_JOB_
Rewrite the items from the very start through the line with "x=446 y=105", both ends included, with "treeline" replaced by "tree line" and everything else left as it is. Give only those lines.

[Begin SUPPLIED DATA]

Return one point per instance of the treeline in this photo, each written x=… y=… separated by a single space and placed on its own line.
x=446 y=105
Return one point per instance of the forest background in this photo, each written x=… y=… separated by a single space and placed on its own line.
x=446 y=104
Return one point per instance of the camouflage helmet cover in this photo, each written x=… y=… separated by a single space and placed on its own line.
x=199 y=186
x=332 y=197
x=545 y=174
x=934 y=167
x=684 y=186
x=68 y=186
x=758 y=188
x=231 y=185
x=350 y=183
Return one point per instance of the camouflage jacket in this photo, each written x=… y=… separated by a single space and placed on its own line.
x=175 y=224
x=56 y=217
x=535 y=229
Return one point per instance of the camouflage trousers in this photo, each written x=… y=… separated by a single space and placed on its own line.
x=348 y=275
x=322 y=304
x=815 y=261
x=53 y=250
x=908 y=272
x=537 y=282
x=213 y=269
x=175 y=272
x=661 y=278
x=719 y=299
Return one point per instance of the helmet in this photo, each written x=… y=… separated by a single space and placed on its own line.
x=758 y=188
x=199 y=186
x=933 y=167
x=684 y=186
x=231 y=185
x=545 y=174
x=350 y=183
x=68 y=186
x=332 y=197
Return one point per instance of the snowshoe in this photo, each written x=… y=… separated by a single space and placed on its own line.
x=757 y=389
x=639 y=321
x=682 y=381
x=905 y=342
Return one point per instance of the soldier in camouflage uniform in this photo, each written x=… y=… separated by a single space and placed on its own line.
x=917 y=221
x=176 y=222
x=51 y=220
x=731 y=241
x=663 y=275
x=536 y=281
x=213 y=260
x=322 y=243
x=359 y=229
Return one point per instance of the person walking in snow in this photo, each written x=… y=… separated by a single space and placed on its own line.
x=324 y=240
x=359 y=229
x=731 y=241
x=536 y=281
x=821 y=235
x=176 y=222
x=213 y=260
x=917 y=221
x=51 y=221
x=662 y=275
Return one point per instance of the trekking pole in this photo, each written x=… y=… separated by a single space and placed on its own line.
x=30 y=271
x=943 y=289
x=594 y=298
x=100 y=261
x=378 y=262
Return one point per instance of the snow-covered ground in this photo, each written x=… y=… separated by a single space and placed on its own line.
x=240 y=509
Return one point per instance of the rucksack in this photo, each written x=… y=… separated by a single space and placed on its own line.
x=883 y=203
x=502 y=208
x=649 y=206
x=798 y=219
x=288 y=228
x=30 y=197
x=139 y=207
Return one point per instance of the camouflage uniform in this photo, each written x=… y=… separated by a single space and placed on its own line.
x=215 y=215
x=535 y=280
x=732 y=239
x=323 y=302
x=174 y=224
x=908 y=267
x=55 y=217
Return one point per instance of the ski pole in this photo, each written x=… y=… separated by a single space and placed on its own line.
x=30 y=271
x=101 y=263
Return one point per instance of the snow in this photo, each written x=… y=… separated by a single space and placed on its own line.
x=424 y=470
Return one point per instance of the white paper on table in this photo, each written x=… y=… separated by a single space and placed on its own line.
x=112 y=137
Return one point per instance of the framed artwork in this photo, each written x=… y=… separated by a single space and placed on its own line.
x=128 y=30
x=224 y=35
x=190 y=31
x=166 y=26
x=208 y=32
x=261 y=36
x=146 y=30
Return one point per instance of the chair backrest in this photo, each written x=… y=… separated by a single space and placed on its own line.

[End SUPPLIED DATA]

_RESPONSE_
Return one point per instance of the tree line in this photo, each written x=… y=… separated by a single space and placed on its own line.
x=446 y=105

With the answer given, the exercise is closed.